**** Supplied text

To develop a program that, generates a Decision Tree via ID3 Algorithm with the given collection of Data.
A decision tree is a rooted, directed tree akin to a flowchart. Each internal node corresponds to a partitioning decision, and each leaf node is mapped to a class label prediction. To classify a data item, we imagine the data item to be traversing the tree, beginning at the root. Each internal node is programmed with a splitting rule, which partitions the domain of one (or more) of the data’s attributes. Based on the splitting rule, the data item is sent forward to one of the node’s children.This testing and forwarding is repeated until the data item reaches a leaf node.
ID3 is a nonincremental algorithm, meaning it derives its classes from a fixed set of training instances. An incremental algorithm revises the current concept definition, if necessary, with a new sample. The classes created by ID3 are inductive, that is, given a small set of training instances, the specific classes created by ID3 are expected to work for all future instances. The distribution of the unknowns must be the same as the test cases. Induction classes cannot be proven to work in every case since they may classify an infinite number of instances
R-programming has been specifically used for generating the Decision trees using ID3 Algorithm.The training sets are read as dataframe into the global environment.
dataTraining <- read.csv("C:/Krishna/ML-622/Project3/contact-lenses.data", sep="")
#dataTraining <- read.csv("C:/Krishna/ML-622/Project3/fishing.data", sep="")

********
**** Input material

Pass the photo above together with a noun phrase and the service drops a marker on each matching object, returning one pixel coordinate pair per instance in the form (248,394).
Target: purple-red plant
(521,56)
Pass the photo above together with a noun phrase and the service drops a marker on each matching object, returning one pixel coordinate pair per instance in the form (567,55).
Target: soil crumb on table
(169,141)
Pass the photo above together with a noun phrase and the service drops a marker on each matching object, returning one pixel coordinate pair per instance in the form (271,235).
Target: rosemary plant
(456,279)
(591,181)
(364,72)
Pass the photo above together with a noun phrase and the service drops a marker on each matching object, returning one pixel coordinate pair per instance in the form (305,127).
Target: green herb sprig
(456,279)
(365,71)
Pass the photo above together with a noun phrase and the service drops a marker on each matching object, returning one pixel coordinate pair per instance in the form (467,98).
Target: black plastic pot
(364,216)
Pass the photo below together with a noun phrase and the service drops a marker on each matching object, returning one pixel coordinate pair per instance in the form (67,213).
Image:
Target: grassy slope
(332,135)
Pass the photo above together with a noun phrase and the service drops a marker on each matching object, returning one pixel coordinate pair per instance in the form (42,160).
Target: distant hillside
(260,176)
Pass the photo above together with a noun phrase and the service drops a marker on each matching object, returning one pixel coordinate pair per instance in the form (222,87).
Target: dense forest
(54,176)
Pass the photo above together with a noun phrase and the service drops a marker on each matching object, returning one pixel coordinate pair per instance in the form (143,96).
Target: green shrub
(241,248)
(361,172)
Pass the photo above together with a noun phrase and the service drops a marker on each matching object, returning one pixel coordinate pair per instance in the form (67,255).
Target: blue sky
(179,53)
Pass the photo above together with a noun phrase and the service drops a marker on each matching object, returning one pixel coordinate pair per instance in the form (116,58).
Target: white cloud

********

*Actions to take*
• a. Rewrite the part of the decision tree text that begins at "A decision tree is" and ends after "a leaf node.", putting "branch node" wherever "internal node" appears.
• b. Return every line of the records that contains the string "Target".
The decision tree text and the records have no connection to each other.

*Task answers*
• a.
A decision tree is a rooted, directed tree akin to a flowchart. Each branch node corresponds to a partitioning decision, and each leaf node is mapped to a class label prediction. To classify a data item, we imagine the data item to be traversing the tree, beginning at the root. Each branch node is programmed with a splitting rule, which partitions the domain of one (or more) of the data’s attributes. Based on the splitting rule, the data item is sent forward to one of the node’s children.This testing and forwarding is repeated until the data item reaches a leaf node.

• b.
Target: purple-red plant
Target: soil crumb on table
Target: rosemary plant
Target: green herb sprig
Target: black plastic pot
Target: grassy slope
Target: distant hillside
Target: dense forest
Target: green shrub
Target: blue sky
Target: white cloud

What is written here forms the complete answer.